Output an exact reproduction of the data.

• _RECORD SET_:
++++

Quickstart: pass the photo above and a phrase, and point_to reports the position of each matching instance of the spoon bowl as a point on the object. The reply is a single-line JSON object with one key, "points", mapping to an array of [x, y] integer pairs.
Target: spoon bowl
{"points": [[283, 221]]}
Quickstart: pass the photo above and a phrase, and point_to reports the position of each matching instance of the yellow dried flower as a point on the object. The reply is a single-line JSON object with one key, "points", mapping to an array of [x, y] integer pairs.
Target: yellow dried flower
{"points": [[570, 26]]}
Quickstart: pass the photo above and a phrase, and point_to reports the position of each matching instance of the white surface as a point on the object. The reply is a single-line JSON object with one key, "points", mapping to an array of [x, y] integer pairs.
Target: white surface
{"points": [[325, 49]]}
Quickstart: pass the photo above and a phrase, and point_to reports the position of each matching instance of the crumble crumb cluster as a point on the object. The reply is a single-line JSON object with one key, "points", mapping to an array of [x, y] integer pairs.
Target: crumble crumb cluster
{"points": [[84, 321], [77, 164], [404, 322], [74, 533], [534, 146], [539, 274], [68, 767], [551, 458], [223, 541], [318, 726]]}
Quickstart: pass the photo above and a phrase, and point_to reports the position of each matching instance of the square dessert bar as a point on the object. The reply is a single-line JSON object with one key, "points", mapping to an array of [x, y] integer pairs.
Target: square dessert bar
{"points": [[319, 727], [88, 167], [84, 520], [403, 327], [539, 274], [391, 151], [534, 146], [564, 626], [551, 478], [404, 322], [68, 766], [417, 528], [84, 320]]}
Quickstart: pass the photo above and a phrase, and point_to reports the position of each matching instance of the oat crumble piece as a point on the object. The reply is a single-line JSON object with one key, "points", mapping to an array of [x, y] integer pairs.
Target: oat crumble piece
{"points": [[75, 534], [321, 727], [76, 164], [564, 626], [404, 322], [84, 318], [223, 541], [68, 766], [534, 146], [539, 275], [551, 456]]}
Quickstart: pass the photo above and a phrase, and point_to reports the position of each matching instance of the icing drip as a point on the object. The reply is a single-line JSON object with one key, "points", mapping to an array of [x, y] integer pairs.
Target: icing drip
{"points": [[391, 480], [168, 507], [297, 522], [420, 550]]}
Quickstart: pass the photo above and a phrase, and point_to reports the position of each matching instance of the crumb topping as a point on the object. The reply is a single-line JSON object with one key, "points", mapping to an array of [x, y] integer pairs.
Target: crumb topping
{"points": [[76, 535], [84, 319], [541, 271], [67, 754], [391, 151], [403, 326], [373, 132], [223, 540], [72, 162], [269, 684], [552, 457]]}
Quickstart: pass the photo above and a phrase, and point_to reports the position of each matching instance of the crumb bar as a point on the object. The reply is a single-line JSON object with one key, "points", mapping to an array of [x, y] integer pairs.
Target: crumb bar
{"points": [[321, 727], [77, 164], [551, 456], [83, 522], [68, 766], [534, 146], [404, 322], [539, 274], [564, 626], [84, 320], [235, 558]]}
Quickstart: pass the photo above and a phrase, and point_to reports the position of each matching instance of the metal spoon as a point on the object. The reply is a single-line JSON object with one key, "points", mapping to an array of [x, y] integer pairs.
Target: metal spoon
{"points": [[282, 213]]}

++++

• _WRITTEN SOLUTION_:
Quickstart: pass the photo above and a phrase, and point_to reports the position of each matching instance of the spoon bowl as a point on the object. The reply is a single-line JSON object with one key, "points", mapping to an array of [x, y] integer pairs.
Target: spoon bowl
{"points": [[283, 221]]}
Quickstart: pass the photo above and a phrase, and point_to reports the position of each matching instance of the yellow dried flower as a point on the object. The reply is a single-line JSON object with one key, "points", mapping to an array of [x, y] integer pairs.
Target: yellow dried flower
{"points": [[570, 26]]}
Quickstart: pass the photo above and a phrase, and point_to reports the position of each matching instance of the white surface as a point on the object. The reply is a single-line JSON object with one key, "points", mapping to an array of [x, y] integer pairs.
Target: white surface
{"points": [[325, 49]]}
Quickstart: pass the photo above and a phrase, and point_to reports the position of each matching instance of the crumble crumb cluster as a point on the object. The reply is a single-line JSON object with one key, "points", mapping to an array of [x, y] integer pairs.
Target: crumble crumb cluster
{"points": [[84, 321], [77, 164], [404, 322], [74, 533], [534, 146], [539, 274], [68, 767], [551, 458], [223, 541], [318, 726]]}
Quickstart: pass the photo above and a phrase, and point_to reports the position of each matching instance of the square dessert bar as a point on the object. The reply is a single-line JSON object with one key, "points", mapping to an array of [x, y] integer pairs.
Target: square dessert bar
{"points": [[319, 727], [88, 167], [84, 520], [403, 327], [539, 274], [391, 151], [534, 146], [564, 626], [551, 478], [404, 322], [68, 766], [417, 528], [84, 320]]}
Quickstart: pass the photo above and a phrase, and point_to reports the position of each matching instance of the oat crumble piece as a point on the object. The reply is a single-line JSON object with one key, "points", mapping to an array of [x, y] integer pairs.
Target: oat crumble piece
{"points": [[75, 534], [321, 727], [76, 164], [564, 626], [404, 322], [84, 318], [223, 541], [68, 766], [534, 146], [539, 275], [551, 456]]}
Quickstart: pass the photo above and a phrase, and point_to reports the position of each matching instance of the icing drip as a point on the object. The reply is a single-line JSON object with one key, "points", mapping to an array of [x, y] integer pairs.
Target: icing drip
{"points": [[391, 480], [168, 507], [297, 522], [420, 550]]}
Quickstart: pass the photo above and a phrase, and point_to reports the position of each matching instance of the crumb topping as a point on the object. The reply is a single-line JSON object with one key, "points", mapping to an array of [x, y] integer pairs.
Target: crumb topping
{"points": [[76, 535], [84, 319], [541, 271], [67, 754], [391, 151], [403, 326], [373, 132], [223, 540], [72, 162], [269, 684], [552, 457]]}
Quickstart: pass the photo above and a phrase, and point_to reports the position of each matching instance of the crumb bar as a point on the object. The reply is a single-line JSON object with one key, "points", mapping to an array of [x, y] integer pairs.
Target: crumb bar
{"points": [[321, 727], [77, 164], [551, 456], [83, 522], [68, 766], [534, 146], [404, 322], [539, 274], [564, 626], [84, 320], [235, 558]]}
Quickstart: pass the photo above and a phrase, and point_to reports the position of each matching instance of the metal spoon as a point on the object. The reply is a single-line JSON object with one key, "points", mapping to an array of [x, y] integer pairs.
Target: metal spoon
{"points": [[282, 213]]}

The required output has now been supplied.